- [Compito da svolgere] Riscrivi per intero soltanto le righe che vanno da quella con "One point belongs on each instance of the bus" fino a quella con "(1261, 699)", entrambe comprese. In queste voci aumenta di 12 ogni numero delle coordinate e lascia invariato tutto il resto.

[Voci per indicare oggetti nominati]
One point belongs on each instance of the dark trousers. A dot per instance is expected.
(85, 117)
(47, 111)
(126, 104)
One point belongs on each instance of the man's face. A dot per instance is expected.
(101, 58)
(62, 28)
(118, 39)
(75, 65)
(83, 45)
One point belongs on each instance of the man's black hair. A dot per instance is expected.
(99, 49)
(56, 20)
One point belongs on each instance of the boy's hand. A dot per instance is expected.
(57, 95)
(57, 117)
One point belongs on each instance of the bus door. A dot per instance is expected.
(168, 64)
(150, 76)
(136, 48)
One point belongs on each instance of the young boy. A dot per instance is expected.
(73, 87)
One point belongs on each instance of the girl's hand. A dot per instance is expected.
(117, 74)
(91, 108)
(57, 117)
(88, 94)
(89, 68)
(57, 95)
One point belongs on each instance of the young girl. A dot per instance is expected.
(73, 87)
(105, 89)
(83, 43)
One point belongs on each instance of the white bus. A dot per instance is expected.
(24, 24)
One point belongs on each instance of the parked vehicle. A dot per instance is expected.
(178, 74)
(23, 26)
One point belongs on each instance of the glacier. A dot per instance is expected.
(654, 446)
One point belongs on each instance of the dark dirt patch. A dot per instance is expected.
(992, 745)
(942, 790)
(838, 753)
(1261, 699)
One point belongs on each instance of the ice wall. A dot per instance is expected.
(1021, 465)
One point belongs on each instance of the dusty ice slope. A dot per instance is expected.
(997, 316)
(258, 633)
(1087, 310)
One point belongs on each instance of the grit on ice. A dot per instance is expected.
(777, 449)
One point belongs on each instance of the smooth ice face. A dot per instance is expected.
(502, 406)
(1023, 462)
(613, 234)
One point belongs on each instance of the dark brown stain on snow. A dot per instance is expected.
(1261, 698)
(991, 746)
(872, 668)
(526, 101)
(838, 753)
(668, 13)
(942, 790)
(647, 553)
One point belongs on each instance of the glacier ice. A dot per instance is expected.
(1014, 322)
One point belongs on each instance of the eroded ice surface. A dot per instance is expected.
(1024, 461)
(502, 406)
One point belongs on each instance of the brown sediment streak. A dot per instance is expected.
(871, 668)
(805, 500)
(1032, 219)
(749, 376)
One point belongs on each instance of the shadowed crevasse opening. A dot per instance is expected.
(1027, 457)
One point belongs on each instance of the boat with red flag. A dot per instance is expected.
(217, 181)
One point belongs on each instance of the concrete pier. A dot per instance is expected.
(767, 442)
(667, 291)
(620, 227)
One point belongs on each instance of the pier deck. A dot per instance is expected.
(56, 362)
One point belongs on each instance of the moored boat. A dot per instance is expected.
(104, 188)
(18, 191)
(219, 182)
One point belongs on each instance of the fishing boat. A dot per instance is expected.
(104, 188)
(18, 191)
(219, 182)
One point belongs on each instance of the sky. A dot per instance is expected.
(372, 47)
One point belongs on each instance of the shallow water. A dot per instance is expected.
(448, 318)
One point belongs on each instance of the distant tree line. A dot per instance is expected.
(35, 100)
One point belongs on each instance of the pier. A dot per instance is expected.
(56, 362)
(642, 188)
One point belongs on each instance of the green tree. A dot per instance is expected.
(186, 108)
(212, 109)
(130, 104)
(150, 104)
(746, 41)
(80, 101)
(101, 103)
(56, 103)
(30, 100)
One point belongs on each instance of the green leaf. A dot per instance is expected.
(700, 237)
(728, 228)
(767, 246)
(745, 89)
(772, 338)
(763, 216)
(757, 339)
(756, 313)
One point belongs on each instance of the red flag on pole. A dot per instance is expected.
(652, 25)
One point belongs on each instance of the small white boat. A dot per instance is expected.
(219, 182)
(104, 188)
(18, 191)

* * *

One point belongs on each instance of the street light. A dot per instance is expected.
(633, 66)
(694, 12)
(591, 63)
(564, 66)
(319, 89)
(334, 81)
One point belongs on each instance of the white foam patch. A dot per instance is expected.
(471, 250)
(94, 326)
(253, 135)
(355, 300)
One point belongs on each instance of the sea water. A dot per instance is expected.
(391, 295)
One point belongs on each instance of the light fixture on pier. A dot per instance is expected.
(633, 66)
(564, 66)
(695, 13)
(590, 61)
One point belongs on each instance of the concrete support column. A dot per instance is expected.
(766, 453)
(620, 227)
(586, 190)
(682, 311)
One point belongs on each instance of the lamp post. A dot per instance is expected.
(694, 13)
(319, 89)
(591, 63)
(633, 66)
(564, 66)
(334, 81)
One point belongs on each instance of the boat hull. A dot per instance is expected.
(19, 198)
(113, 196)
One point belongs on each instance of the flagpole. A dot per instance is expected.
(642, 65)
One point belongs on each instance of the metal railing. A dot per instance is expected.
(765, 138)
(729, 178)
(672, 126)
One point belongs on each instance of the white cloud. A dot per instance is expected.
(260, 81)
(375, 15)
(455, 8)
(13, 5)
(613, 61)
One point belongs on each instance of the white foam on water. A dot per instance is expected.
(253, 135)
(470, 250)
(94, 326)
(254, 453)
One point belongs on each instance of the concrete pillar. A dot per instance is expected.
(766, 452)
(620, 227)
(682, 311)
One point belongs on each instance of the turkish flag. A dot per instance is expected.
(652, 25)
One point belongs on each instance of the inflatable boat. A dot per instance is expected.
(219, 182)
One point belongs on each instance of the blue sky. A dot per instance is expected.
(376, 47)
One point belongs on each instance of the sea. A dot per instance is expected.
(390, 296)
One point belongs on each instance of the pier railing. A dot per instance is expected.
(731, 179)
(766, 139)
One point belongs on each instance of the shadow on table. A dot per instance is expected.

- [Risposta corretta]
One point belongs on each instance of the bus door. A dot per instance is expected.
(180, 76)
(162, 88)
(148, 60)
One point belongs on each instance of the young boy. A dot per instance is expected.
(85, 99)
One point belongs on each instance of the girl's hand. A dot per instance is expected.
(129, 86)
(103, 120)
(69, 129)
(100, 106)
(101, 80)
(69, 107)
One point belongs on each instance of the young girl. A dot per instance is expected.
(85, 99)
(117, 101)
(95, 55)
One point belongs on each instance of the white bus. A dot per instance is expected.
(36, 36)
One point belongs on each instance of the parked vehicle. A dot per instance is expected.
(190, 86)
(35, 38)
One point belongs on each instance of the glacier. A dot per instance is expected.
(666, 458)
One point belongs on each instance of the dark dirt patch. A dot per instance is expected.
(1004, 757)
(954, 802)
(850, 765)
(1273, 711)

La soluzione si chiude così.